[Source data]
'''

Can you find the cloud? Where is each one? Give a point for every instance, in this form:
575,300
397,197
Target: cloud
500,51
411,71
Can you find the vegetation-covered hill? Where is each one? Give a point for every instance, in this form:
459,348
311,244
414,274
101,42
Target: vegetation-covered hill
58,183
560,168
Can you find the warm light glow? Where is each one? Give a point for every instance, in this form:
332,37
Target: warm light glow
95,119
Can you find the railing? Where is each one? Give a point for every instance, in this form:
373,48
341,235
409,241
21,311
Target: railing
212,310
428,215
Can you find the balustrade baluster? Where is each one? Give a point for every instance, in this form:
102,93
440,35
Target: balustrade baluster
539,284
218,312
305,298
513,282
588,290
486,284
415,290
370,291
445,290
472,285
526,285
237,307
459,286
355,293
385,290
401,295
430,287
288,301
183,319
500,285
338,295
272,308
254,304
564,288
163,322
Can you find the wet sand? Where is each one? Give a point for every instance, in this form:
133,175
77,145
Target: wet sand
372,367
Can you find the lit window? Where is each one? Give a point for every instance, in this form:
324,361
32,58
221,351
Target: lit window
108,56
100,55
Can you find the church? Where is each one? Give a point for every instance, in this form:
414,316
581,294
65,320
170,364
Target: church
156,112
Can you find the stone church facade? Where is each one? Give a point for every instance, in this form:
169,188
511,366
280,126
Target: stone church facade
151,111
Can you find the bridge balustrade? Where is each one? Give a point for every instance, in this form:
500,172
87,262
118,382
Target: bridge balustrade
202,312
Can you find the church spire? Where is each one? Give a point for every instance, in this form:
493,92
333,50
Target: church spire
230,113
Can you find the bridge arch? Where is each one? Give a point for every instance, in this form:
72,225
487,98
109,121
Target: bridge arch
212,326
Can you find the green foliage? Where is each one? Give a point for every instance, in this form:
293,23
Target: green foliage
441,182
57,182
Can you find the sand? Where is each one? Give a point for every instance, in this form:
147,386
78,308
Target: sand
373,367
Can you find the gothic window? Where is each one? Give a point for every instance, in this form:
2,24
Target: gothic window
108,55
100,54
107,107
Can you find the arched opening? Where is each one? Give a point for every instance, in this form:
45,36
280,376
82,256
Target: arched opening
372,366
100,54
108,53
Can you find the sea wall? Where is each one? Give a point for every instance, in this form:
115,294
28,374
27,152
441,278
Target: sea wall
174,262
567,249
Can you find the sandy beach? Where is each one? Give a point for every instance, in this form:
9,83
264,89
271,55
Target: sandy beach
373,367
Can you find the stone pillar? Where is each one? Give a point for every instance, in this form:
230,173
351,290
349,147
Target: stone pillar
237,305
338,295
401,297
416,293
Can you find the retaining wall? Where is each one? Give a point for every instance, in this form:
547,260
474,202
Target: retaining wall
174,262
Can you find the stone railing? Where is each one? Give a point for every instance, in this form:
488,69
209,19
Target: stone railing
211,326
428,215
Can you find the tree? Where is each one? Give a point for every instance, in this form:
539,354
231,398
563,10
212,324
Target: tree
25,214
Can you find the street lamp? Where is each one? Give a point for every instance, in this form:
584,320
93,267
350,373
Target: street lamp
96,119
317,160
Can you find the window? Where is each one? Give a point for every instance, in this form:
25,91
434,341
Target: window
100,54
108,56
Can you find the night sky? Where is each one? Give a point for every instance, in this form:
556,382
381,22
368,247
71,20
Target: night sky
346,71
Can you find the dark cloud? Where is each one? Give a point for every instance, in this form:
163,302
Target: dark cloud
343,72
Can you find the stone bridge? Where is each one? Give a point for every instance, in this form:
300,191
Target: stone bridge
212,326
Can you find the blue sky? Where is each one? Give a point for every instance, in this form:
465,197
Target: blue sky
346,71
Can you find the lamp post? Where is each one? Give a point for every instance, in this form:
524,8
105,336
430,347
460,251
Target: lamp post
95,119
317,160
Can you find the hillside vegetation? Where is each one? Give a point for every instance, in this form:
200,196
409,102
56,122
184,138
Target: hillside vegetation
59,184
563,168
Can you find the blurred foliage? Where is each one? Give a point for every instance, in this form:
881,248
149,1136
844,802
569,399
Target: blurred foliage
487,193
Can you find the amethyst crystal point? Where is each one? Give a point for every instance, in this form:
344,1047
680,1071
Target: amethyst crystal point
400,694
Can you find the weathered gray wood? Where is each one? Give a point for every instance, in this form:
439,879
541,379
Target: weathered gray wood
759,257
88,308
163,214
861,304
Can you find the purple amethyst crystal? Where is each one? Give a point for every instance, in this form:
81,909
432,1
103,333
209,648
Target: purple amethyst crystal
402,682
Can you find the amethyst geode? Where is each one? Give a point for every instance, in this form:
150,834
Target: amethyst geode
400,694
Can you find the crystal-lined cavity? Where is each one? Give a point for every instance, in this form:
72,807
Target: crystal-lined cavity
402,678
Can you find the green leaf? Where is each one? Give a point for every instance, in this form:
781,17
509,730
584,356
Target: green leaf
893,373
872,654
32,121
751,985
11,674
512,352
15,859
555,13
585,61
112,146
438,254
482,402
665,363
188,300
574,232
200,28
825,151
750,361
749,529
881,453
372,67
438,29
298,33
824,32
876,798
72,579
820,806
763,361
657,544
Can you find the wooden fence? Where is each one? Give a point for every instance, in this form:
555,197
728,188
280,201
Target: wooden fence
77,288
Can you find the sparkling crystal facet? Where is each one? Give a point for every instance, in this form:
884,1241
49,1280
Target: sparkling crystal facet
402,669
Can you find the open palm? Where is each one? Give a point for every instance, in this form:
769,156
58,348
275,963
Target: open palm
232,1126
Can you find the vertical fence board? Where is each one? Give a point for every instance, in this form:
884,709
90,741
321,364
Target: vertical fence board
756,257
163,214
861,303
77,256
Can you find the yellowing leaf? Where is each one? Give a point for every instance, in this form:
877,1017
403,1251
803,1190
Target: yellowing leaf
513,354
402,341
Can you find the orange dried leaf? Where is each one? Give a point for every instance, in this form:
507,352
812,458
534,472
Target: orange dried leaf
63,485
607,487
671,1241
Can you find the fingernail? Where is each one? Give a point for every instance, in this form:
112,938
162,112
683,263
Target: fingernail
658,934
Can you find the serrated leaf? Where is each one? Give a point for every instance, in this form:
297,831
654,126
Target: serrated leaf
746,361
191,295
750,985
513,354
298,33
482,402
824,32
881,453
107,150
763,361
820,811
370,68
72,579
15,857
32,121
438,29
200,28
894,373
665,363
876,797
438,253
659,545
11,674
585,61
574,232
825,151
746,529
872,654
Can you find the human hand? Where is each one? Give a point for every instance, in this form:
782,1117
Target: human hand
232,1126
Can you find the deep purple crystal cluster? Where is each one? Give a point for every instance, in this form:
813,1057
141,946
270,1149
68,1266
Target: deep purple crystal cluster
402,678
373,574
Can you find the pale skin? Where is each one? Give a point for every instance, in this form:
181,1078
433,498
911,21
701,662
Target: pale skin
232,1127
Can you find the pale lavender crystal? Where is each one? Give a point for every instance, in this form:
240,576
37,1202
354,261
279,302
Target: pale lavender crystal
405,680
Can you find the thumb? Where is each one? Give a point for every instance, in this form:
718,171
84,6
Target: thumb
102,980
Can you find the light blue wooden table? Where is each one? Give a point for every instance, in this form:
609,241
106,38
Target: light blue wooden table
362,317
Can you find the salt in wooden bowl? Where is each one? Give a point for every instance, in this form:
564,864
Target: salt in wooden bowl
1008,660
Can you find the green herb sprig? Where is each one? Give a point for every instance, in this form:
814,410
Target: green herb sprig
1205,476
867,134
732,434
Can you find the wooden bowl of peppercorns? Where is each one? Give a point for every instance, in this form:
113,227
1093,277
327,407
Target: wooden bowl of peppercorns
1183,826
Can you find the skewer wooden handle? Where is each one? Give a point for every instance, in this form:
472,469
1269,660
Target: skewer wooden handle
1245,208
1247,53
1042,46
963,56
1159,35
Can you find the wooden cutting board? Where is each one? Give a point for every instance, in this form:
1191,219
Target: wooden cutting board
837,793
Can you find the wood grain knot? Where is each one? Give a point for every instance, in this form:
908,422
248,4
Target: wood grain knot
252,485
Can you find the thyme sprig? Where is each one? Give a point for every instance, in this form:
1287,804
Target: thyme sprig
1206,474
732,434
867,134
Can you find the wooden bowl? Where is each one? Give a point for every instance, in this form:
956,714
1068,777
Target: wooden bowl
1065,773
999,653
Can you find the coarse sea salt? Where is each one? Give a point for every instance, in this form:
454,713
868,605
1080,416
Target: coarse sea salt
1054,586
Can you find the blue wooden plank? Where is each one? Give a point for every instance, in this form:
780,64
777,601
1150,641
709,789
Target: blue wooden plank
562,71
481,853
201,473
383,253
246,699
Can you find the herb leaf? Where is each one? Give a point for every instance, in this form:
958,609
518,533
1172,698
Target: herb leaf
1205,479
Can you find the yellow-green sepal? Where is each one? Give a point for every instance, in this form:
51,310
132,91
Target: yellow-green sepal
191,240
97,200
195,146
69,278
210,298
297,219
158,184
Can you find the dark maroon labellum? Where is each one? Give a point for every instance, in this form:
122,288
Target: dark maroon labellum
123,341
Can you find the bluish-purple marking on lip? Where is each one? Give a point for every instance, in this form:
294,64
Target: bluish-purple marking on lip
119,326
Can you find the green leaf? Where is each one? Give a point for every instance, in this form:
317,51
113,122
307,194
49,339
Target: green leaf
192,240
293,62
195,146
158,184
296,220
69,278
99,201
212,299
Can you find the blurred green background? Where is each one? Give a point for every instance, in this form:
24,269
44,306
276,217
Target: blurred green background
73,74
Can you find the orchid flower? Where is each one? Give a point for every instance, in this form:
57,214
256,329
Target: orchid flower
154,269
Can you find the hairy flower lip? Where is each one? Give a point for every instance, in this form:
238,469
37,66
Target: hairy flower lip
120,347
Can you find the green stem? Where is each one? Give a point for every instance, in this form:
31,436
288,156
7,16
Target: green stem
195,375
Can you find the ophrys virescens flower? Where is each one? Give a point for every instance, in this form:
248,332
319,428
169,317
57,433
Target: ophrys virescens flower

'''

● **Challenge**
Rewrite the records from the line that has "Can you find the hairy" through the end of the records, switching "green stem" to "leafy stalk" and changing nothing else.

● **Answer to this problem**
Can you find the hairy flower lip? Where is each one? Give a point for every instance, in this form:
238,469
37,66
Target: hairy flower lip
120,347
Can you find the leafy stalk? Where is each one? Give a point for every instance, in this form:
31,436
288,156
7,16
Target: leafy stalk
195,375
Can you find the ophrys virescens flower? Where is each one? Give a point for every instance, in this form:
248,332
319,428
169,317
57,433
Target: ophrys virescens flower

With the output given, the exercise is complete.